─── Page extract

Fetal Burial Trial Concludes
Five-day trial into draconian law yields no indication from judge on eventual ruling
Legal arguments over the state's latest anti-choice law – part of 2017's Senate Bill 8 – concluded Friday. Abortion providers challenging a law that would force women to bury or cremate their fetal tissue after an abortion or miscarriage argued the law would infringe on their patients' personal beliefs, shame them, and add barriers to care. Current law requires fetal tissue to be incinerated and disposed of in a landfill, or ground up and placed in a sewage system, but anti-choice politicians say that method of disposal lacks "respect" for the unborn.
In a departure even noted by presiding U.S. Judge David Ezra, state attorneys opted against arguing for any medical benefit to the law, and instead insisted that the new disposal method offers needed "dignity" to the fetal and embryonic remains, a wildly subjective measure. The "unusual" change in defense of a reproductive rights law, said Ezra, makes the case "extremely unique" and also makes finding precedent "all the more difficult," since claims of health and safety are typically "paramount" in abortion law cases.
Abortion providers' attorney J. Alexander Lawrence told me after the trial that the courts – which have blocked similar laws in Louisiana, Arkansas, and Indiana – have made clear that the state's interest in promoting fetal life does not outweigh the barriers that the law would impose on a woman's constitutional right to abortion. "You have to measure the benefits and the burdens, and the burden here is intended for no other purpose than to stigmatize women who choose abortion," he said.
In a ruling issued last year, Indiana Judge Tanya Walton Pratt struck down that state's law, signed in 2016 under then-Gov. Mike Pence, saying precedent didn't recognize a fetus as a human being, and so abortion providers shouldn't be forced to treat fetal remains as such: "[I]f the law does not recognize a fetus as a person, there can be no legitimate state interest in requiring an entity to treat an aborted fetus the same as a deceased human," wrote the judge. Whether or not an individual "views fetal tissue as essentially the same as human remains is each person's own personal and moral decision."

──────
─── Extracted entries

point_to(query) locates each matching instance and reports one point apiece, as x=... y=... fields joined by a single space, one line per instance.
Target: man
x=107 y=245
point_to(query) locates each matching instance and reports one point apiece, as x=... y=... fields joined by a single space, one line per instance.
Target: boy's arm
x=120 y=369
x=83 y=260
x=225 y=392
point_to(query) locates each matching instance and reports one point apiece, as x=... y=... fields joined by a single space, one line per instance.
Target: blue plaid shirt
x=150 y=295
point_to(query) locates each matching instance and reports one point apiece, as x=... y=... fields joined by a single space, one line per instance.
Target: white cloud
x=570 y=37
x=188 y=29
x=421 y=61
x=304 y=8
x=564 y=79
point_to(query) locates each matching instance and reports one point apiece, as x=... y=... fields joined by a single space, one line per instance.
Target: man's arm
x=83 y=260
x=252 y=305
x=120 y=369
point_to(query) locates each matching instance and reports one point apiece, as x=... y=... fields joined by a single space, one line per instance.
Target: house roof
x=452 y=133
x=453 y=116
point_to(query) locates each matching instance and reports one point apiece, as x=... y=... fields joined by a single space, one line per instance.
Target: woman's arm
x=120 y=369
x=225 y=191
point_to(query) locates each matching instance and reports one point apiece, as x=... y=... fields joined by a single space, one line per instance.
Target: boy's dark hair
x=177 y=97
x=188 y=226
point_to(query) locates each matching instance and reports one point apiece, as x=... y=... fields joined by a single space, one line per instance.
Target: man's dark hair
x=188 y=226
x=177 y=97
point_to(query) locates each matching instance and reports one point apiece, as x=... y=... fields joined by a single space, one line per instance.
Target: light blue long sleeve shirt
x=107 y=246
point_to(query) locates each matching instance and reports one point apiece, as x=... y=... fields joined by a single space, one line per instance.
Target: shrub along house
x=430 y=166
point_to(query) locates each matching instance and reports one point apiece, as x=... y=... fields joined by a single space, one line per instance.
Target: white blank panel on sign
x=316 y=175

──────

Please copy from the fetal burial trial article, word for word, the passage that begins with the words containing "In a departure" and ends with "abortion law cases.".

--- Response box ---
In a departure even noted by presiding U.S. Judge David Ezra, state attorneys opted against arguing for any medical benefit to the law, and instead insisted that the new disposal method offers needed "dignity" to the fetal and embryonic remains, a wildly subjective measure. The "unusual" change in defense of a reproductive rights law, said Ezra, makes the case "extremely unique" and also makes finding precedent "all the more difficult," since claims of health and safety are typically "paramount" in abortion law cases.